▶ **Texto del ejercicio**
◆ ◆ ◆ ◆ ◆
Tiempo después, por tributo o mero ejercicio del inconsciente, Marilyn se convirtió en la Venus de Botticelli en una imagen de George Barris de 1962. Ataviada solo con un grueso jersey de punto, se anuda la prenda en una pose que el Museo Ferragamo superpone en un vídeo. La imagen materializa el prototipo de feminidad que Marilyn se construyó molecularmente y que manejó a su antojo pese a la tristeza, el cansancio y la desazón que expresaba en sus diarios y poemas. Porque su cuerpo fue su éxito, pero también su trampa.
La actriz se encuentra con los clásicos cara a cara en una muestra que enfrenta a la mujer que fotografió Bert Stern entre sábanas con la ninfa dormida de Antonio Canova, la que se insinúa en la película Something’s got to give con reproducciones de la Venus de Milo, la que ríe hasta la mueca o se descompone en intensidad tras el objetivo de Cecil Beaton, a imagen de las esculturas de Miguel Ángel o las pinturas de Jean-Baptista Greuze. Estas leyendas de formas voluminosas envolvieron un estilo incapaz de perpetuarse, pese al empeño de la reencarnación.
Marilyn es ese cruce de carreteras, una con destino al Olimpo, la otra hacia un lugar cualquiera. La primera acaba en el purgatorio creado en el museo: un espacio blanco, con una cama deshecha y ella en una imagen de purpurina y perlas de Bert Stern. Pero antes del impacto, la bifurcación toma un atajo y Ferragamo cotidianiza el mito con sacudidas de realidad en zapatos de seda y piel desgastada.
Clienta y maestro nunca llegaron a conocerse. Ella encargaba a Ava Gardner y a la esposa de Milton Green grandes pedidos –“a veces, de más de 25 zapatos”, recuerda Ricci–. Ferragamo llegó a sus pies cuando se trasladó a Nueva York y dejó de llevar dentro y fuera de escena el vestuario de Hollywood. Agarrada del brazo de Arthur Miller, siguió construyendo ese caminar coqueto y sexy, pero con un estilo más depurado. Cambió las plumas por los colores neutros, los pantalones capri y los jerséis. Y aunque se empeñó en disimular una talla corta con unos salones clásicos de 15 centímetros, bajó a la acera del Actor’s Studio de Nueva York con unas bailarinas del diseñador.
◆ ◆ ◆ ◆ ◆
▶ **Conjunto de datos**
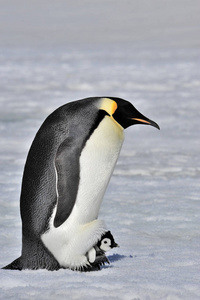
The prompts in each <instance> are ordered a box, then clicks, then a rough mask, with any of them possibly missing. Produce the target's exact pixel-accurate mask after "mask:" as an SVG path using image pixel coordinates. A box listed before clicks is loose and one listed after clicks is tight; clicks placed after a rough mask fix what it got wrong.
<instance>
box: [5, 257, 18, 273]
mask: <svg viewBox="0 0 200 300" xmlns="http://www.w3.org/2000/svg"><path fill="white" fill-rule="evenodd" d="M2 269H3V270H19V271H21V270H22V269H23V265H22V262H21V257H19V258H17V259H15V260H14V261H13V262H11V263H10V264H9V265H7V266H5V267H3V268H2Z"/></svg>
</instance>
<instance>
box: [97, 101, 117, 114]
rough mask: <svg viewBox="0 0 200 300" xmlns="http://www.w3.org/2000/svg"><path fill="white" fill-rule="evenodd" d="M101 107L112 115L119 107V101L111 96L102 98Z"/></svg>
mask: <svg viewBox="0 0 200 300" xmlns="http://www.w3.org/2000/svg"><path fill="white" fill-rule="evenodd" d="M99 109H103V110H105V111H106V112H107V113H108V114H109V115H110V116H112V115H113V114H114V112H115V111H116V109H117V103H116V102H115V101H114V100H112V99H110V98H102V101H101V104H100V107H99Z"/></svg>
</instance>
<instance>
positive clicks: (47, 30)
mask: <svg viewBox="0 0 200 300" xmlns="http://www.w3.org/2000/svg"><path fill="white" fill-rule="evenodd" d="M122 2H123V5H122ZM16 3H17V4H16ZM16 3H14V2H12V1H1V4H3V9H2V10H1V18H0V25H1V26H0V28H1V39H0V76H1V80H0V91H1V93H0V108H1V109H0V134H1V136H0V141H1V142H0V145H1V146H0V169H1V172H0V191H1V197H0V207H1V210H0V243H1V244H0V245H1V248H0V249H1V252H0V266H2V267H3V266H4V265H6V264H8V263H10V262H11V261H12V260H14V259H15V258H17V257H18V256H19V255H20V251H21V220H20V214H19V196H20V184H21V177H22V173H23V166H24V162H25V159H26V155H27V151H28V149H29V147H30V144H31V142H32V139H33V137H34V135H35V133H36V131H37V130H38V128H39V126H40V125H41V123H42V122H43V120H44V119H45V118H46V116H47V115H48V114H49V113H50V112H52V111H53V110H54V109H55V108H57V107H58V106H60V105H62V104H64V103H66V102H69V101H72V100H76V99H81V98H84V97H88V96H104V95H105V96H118V97H122V98H125V99H127V100H129V101H131V102H132V103H133V104H134V105H135V106H136V107H137V109H138V110H140V111H141V112H142V113H143V114H144V115H146V116H147V117H149V118H151V119H153V120H154V121H156V122H157V123H158V124H159V125H160V127H161V131H158V130H156V129H155V128H153V127H150V126H133V127H131V128H129V129H127V130H126V132H125V133H126V139H125V142H124V145H123V148H122V151H121V156H120V158H119V161H118V164H117V166H116V168H115V171H114V175H113V177H112V179H111V182H110V185H109V188H108V190H107V193H106V195H105V199H104V201H103V205H102V207H101V211H100V216H99V217H100V218H102V219H104V220H105V222H106V224H107V226H108V228H109V229H110V230H111V232H112V234H113V235H114V237H115V240H116V242H117V243H118V244H120V248H117V249H115V250H113V251H111V252H110V253H109V259H110V261H111V264H110V266H105V267H104V268H103V269H102V270H101V271H99V272H92V273H79V272H73V271H69V270H59V271H55V272H49V271H44V270H39V271H28V270H27V271H22V272H19V271H7V270H0V299H34V300H35V299H58V300H59V299H89V298H90V299H127V300H130V299H134V300H136V299H137V300H139V299H140V300H143V299H145V300H151V299H152V300H155V299H167V300H179V299H185V300H186V299H187V300H188V299H200V259H199V256H200V255H199V253H200V249H199V246H200V230H199V229H200V205H199V198H200V197H199V194H200V164H199V161H200V134H199V110H200V101H199V94H200V39H199V36H200V32H199V31H200V19H199V10H200V5H199V2H198V1H194V0H192V1H186V0H182V1H179V0H175V1H171V0H169V1H158V0H151V1H148V4H147V2H146V3H145V1H140V2H139V1H136V0H133V1H128V0H126V1H112V0H109V1H105V0H103V1H98V2H95V5H94V1H91V0H87V1H86V0H85V1H82V2H81V1H80V0H79V1H78V0H77V1H73V4H72V3H70V1H62V0H59V1H56V2H53V1H49V2H48V1H45V0H42V1H37V0H36V1H34V2H33V1H32V2H30V3H29V4H30V5H28V4H27V3H28V2H26V1H23V0H20V1H17V2H16ZM55 3H56V4H55ZM113 10H114V11H115V13H113Z"/></svg>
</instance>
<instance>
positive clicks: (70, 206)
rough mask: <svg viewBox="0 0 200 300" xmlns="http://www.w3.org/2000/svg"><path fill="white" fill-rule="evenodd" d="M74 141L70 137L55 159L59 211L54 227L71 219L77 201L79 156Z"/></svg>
mask: <svg viewBox="0 0 200 300" xmlns="http://www.w3.org/2000/svg"><path fill="white" fill-rule="evenodd" d="M75 144H76V143H74V139H73V138H72V137H68V138H67V139H65V140H64V141H63V142H62V143H61V144H60V146H59V148H58V151H57V153H56V158H55V168H56V173H57V195H58V201H57V211H56V216H55V219H54V226H55V227H58V226H60V225H61V224H63V223H64V222H65V221H66V220H67V218H68V217H69V215H70V213H71V211H72V209H73V207H74V204H75V201H76V195H77V191H78V185H79V159H78V157H79V155H80V153H79V152H80V151H79V149H78V147H76V146H75Z"/></svg>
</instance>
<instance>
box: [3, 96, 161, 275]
mask: <svg viewBox="0 0 200 300" xmlns="http://www.w3.org/2000/svg"><path fill="white" fill-rule="evenodd" d="M135 124H146V125H152V126H154V127H156V128H158V129H159V126H158V125H157V124H156V123H155V122H154V121H152V120H150V119H148V118H146V117H145V116H144V115H142V114H141V113H140V112H139V111H138V110H137V109H136V108H135V107H134V106H133V105H132V104H131V103H130V102H128V101H126V100H123V99H120V98H116V97H91V98H86V99H82V100H78V101H73V102H70V103H67V104H65V105H63V106H61V107H59V108H58V109H56V110H55V111H54V112H53V113H51V114H50V115H49V116H48V117H47V118H46V120H45V121H44V123H43V124H42V126H41V127H40V129H39V130H38V132H37V134H36V136H35V138H34V140H33V143H32V145H31V148H30V150H29V153H28V156H27V160H26V163H25V167H24V173H23V179H22V187H21V197H20V212H21V219H22V252H21V256H20V257H19V258H17V259H16V260H14V261H13V262H12V263H10V264H9V265H8V266H6V267H4V268H5V269H15V270H22V269H48V270H58V269H60V268H68V269H72V270H81V269H83V270H86V269H87V268H91V264H90V262H89V260H88V255H87V253H89V251H90V250H91V249H92V248H93V247H94V246H95V245H96V244H97V243H98V241H99V240H101V237H102V235H104V234H105V233H106V232H107V231H108V230H107V228H106V225H105V223H104V221H102V220H100V219H98V213H99V209H100V206H101V203H102V199H103V196H104V193H105V190H106V188H107V185H108V183H109V180H110V177H111V175H112V173H113V170H114V167H115V164H116V162H117V159H118V156H119V153H120V150H121V147H122V143H123V140H124V129H126V128H127V127H129V126H131V125H135ZM99 264H101V261H99Z"/></svg>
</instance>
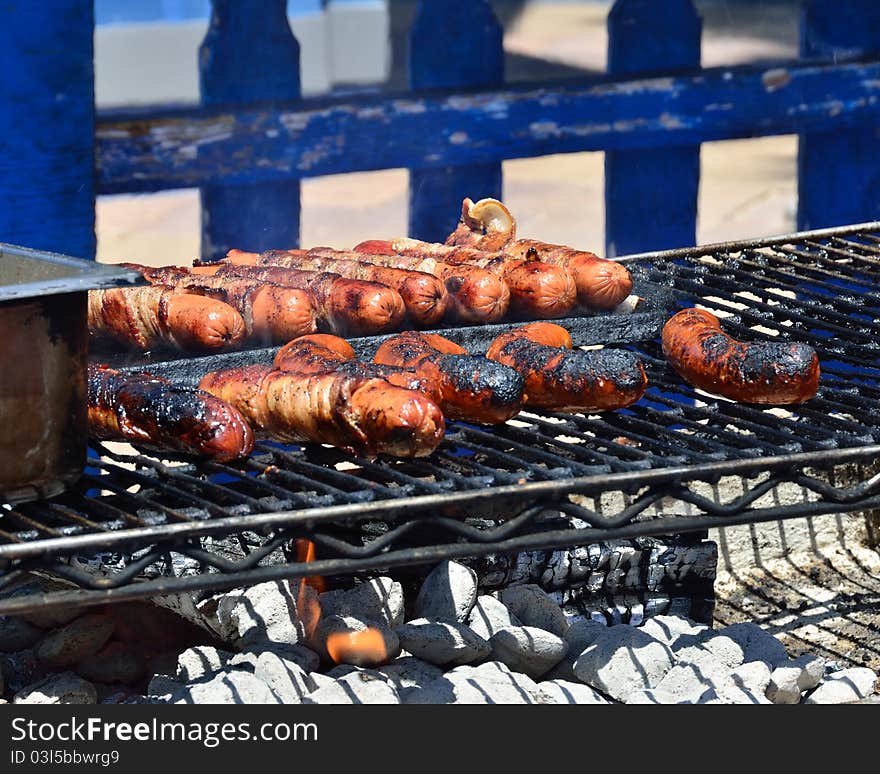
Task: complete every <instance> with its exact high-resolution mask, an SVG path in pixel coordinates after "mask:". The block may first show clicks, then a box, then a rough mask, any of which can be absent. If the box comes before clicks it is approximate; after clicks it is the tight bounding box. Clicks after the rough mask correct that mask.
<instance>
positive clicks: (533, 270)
mask: <svg viewBox="0 0 880 774" xmlns="http://www.w3.org/2000/svg"><path fill="white" fill-rule="evenodd" d="M391 247H392V249H393V250H394V252H396V253H399V254H400V255H408V256H413V257H416V258H423V259H424V258H434V259H436V260H439V261H444V262H446V263H450V264H453V265H454V266H461V265H470V266H479V267H480V268H481V269H486V270H487V271H491V272H492V273H493V274H496V275H497V276H499V277H501V278H502V279H503V280H504V281H505V282H506V283H507V286H508V287H509V288H510V310H511V312H513V313H514V314H516V315H519V316H521V317H528V318H535V317H540V318H551V317H562V316H563V315H564V314H566V313H567V312H569V311H571V309H572V307H574V305H575V302H576V301H577V288H576V287H575V282H574V279H573V278H572V276H571V274H569V273H568V271H566V270H565V269H563V268H561V267H559V266H551V265H550V264H549V263H544V262H542V261H536V260H531V259H529V260H523V259H519V258H510V257H509V256H507V255H504V254H503V253H497V252H496V253H489V252H485V251H483V250H476V249H474V248H471V247H460V246H453V245H443V244H439V243H434V242H422V241H421V240H418V239H394V240H392V241H391Z"/></svg>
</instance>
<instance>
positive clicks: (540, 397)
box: [486, 323, 648, 412]
mask: <svg viewBox="0 0 880 774" xmlns="http://www.w3.org/2000/svg"><path fill="white" fill-rule="evenodd" d="M554 328H558V329H559V330H558V331H554V330H553V329H554ZM570 342H571V338H570V337H569V335H568V332H567V331H565V329H563V328H561V327H560V326H558V325H553V324H552V323H533V324H532V325H524V326H521V327H520V328H517V329H516V330H513V331H510V332H508V333H503V334H501V335H500V336H498V337H497V338H496V339H495V340H494V341H493V342H492V343H491V344H490V345H489V349H488V350H487V352H486V357H488V358H490V359H492V360H497V361H498V362H499V363H504V364H505V365H508V366H510V367H511V368H515V369H516V370H517V371H518V372H519V373H520V374H522V376H523V377H524V378H525V391H526V396H527V397H526V405H527V406H536V407H538V408H546V409H551V410H553V411H560V412H590V411H610V410H613V409H619V408H625V407H626V406H629V405H630V404H632V403H635V402H636V401H637V400H638V399H639V398H641V397H642V395H644V393H645V389H646V387H647V385H648V379H647V376H646V374H645V367H644V365H643V364H642V362H641V360H640V359H639V358H638V357H637V356H636V355H634V354H633V353H631V352H627V351H625V350H616V349H599V350H591V351H589V352H584V351H582V350H576V349H575V350H573V349H569V348H568V347H569V346H570Z"/></svg>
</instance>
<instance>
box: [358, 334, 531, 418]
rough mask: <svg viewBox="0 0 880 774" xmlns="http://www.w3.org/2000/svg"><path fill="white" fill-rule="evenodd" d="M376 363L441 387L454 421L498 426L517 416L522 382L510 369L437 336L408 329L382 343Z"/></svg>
mask: <svg viewBox="0 0 880 774" xmlns="http://www.w3.org/2000/svg"><path fill="white" fill-rule="evenodd" d="M373 362H374V363H380V364H382V365H385V366H397V367H401V368H407V369H411V370H413V371H414V372H415V373H416V374H419V375H422V376H425V377H426V378H427V379H429V380H433V381H435V382H436V383H437V384H438V385H439V390H440V395H441V402H440V405H441V406H442V408H443V411H444V412H445V413H446V415H447V416H448V417H449V418H450V419H461V420H463V421H466V422H476V423H478V424H489V425H494V424H500V423H501V422H506V421H507V420H508V419H510V418H511V417H513V416H516V414H518V413H519V411H520V409H521V408H522V403H523V379H522V377H521V376H520V375H519V374H518V373H517V372H516V371H514V370H513V369H512V368H507V367H505V366H502V365H500V364H498V363H493V362H492V361H490V360H488V359H487V358H485V357H482V356H479V355H477V356H473V355H468V354H467V353H466V351H465V350H464V349H462V348H461V347H459V346H458V345H457V344H455V343H454V342H451V341H449V340H448V339H445V338H443V337H442V336H439V335H437V334H424V333H418V332H416V331H405V332H404V333H401V334H398V335H397V336H393V337H391V338H389V339H386V340H385V341H383V342H382V344H381V345H380V346H379V348H378V349H377V350H376V354H375V355H374V357H373Z"/></svg>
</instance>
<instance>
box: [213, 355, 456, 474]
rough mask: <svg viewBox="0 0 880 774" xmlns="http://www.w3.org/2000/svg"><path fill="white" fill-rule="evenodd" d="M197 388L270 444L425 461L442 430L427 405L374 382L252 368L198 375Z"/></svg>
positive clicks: (435, 409) (244, 368) (439, 425)
mask: <svg viewBox="0 0 880 774" xmlns="http://www.w3.org/2000/svg"><path fill="white" fill-rule="evenodd" d="M199 386H200V388H201V389H203V390H206V391H207V392H209V393H211V394H212V395H216V396H217V397H220V398H222V399H223V400H226V401H228V402H229V403H231V404H232V405H233V406H235V407H236V408H237V409H238V410H239V411H241V413H242V414H243V415H244V416H245V417H247V419H248V420H249V421H251V422H252V423H253V425H254V426H255V427H256V428H258V429H259V430H261V431H262V432H264V433H266V434H267V435H269V436H271V437H273V438H277V439H279V440H284V441H311V442H313V443H326V444H331V445H333V446H337V447H339V448H341V449H344V450H345V451H347V452H349V453H353V454H360V455H365V456H368V457H375V456H376V455H377V454H389V455H392V456H395V457H423V456H426V455H428V454H430V453H431V452H432V451H434V449H436V448H437V445H438V444H439V443H440V441H441V440H442V438H443V433H444V429H445V425H444V421H443V414H442V413H441V411H440V409H439V408H438V407H437V405H436V404H435V403H433V402H432V401H431V400H429V399H428V398H426V397H425V396H424V395H420V394H419V393H417V392H414V391H413V390H405V389H402V388H400V387H395V386H393V385H390V384H388V383H387V382H386V381H384V380H382V379H369V378H367V379H364V378H361V377H352V376H348V375H346V374H340V373H323V374H298V373H291V372H287V371H279V370H275V369H272V368H270V367H268V366H263V365H253V366H245V367H243V368H232V369H229V370H226V371H216V372H212V373H209V374H206V375H205V376H204V377H203V378H202V381H201V383H200V385H199Z"/></svg>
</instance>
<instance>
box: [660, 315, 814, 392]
mask: <svg viewBox="0 0 880 774" xmlns="http://www.w3.org/2000/svg"><path fill="white" fill-rule="evenodd" d="M661 343H662V346H663V354H664V355H665V356H666V359H667V361H668V362H669V364H670V365H671V366H672V368H673V369H674V370H675V371H676V373H678V375H679V376H681V377H682V378H683V379H684V380H685V381H687V382H688V383H690V384H692V385H693V386H694V387H697V388H699V389H701V390H705V391H706V392H710V393H712V394H713V395H721V396H723V397H725V398H730V399H731V400H735V401H740V402H743V403H764V404H772V405H786V404H792V403H803V402H804V401H806V400H809V399H810V398H812V397H813V396H814V395H815V394H816V390H817V389H818V388H819V375H820V369H819V357H818V356H817V355H816V352H815V350H814V349H813V348H812V347H810V346H808V345H807V344H797V343H792V342H755V343H746V342H742V341H737V340H736V339H734V338H732V337H731V336H729V335H728V334H726V333H724V331H722V330H721V323H720V322H719V320H718V318H717V317H716V316H715V315H714V314H712V313H711V312H707V311H706V310H705V309H683V310H681V311H680V312H678V313H676V314H674V315H673V316H672V317H671V318H669V320H667V322H666V324H665V325H664V326H663V333H662V336H661Z"/></svg>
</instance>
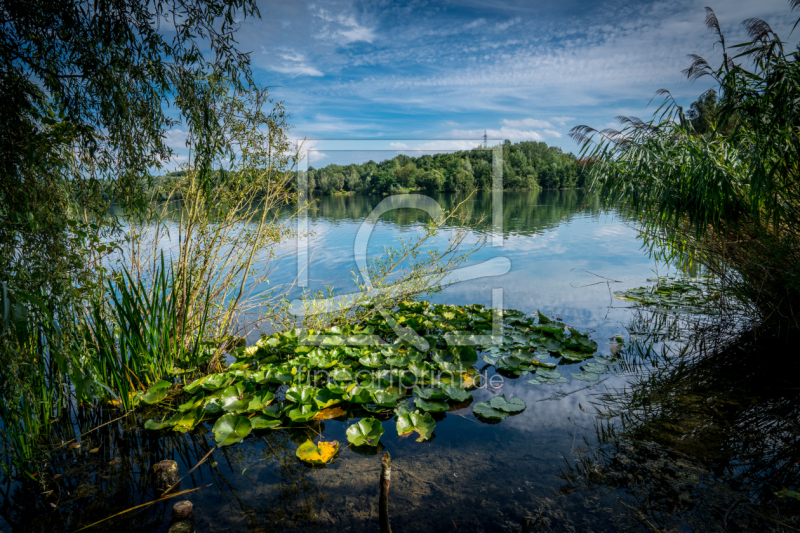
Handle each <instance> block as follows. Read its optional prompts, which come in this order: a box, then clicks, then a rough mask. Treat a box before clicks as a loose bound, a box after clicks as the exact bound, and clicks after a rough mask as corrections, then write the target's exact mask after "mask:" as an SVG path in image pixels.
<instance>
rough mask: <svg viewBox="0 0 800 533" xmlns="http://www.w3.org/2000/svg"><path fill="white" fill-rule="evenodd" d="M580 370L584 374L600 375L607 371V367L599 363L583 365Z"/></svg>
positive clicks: (607, 368)
mask: <svg viewBox="0 0 800 533" xmlns="http://www.w3.org/2000/svg"><path fill="white" fill-rule="evenodd" d="M581 370H584V371H586V372H594V373H595V374H602V373H604V372H605V371H606V370H608V367H607V366H606V365H603V364H600V363H585V364H582V365H581Z"/></svg>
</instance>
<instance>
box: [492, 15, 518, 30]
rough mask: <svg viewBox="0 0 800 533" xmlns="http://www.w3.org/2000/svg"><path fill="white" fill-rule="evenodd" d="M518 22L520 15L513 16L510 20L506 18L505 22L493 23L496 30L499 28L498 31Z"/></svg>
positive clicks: (505, 29)
mask: <svg viewBox="0 0 800 533" xmlns="http://www.w3.org/2000/svg"><path fill="white" fill-rule="evenodd" d="M520 22H522V18H521V17H514V18H513V19H511V20H508V21H506V22H498V23H497V24H496V25H495V27H496V28H497V29H498V30H500V31H503V30H507V29H508V28H510V27H511V26H513V25H514V24H519V23H520Z"/></svg>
◆ ◆ ◆ ◆ ◆
▶ **Aplica lo leído**
A. Responde a estas preguntas sobre el texto de Marilyn:
(i) ¿En qué año es la imagen de George Barris en que Marilyn se convirtió en la Venus de Botticelli?
(ii) Además de Marilyn en una imagen de Bert Stern, ¿qué hay en el espacio blanco creado en el museo?
(iii) ¿Con qué calzado del diseñador bajó Marilyn a la acera del Actor's Studio de Nueva York?
B. ¿Concuerdan estas afirmaciones con el texto de Marilyn? Contesta sí o no a cada una y cita las palabras del texto que lo deciden.
(i) Marilyn y Ferragamo llegaron a conocerse en persona.
(ii) En la imagen de George Barris, Marilyn lleva solo un grueso jersey de punto.
(iii) Tras trasladarse a Nueva York, Marilyn cambió los colores neutros por las plumas.

▶ **Las soluciones**
A.
(i) De 1962.
(ii) Una cama deshecha.
(iii) Con unas bailarinas.

B.
(i) No: «Clienta y maestro nunca llegaron a conocerse.»
(ii) Sí: «Ataviada solo con un grueso jersey de punto»
(iii) No: «Cambió las plumas por los colores neutros»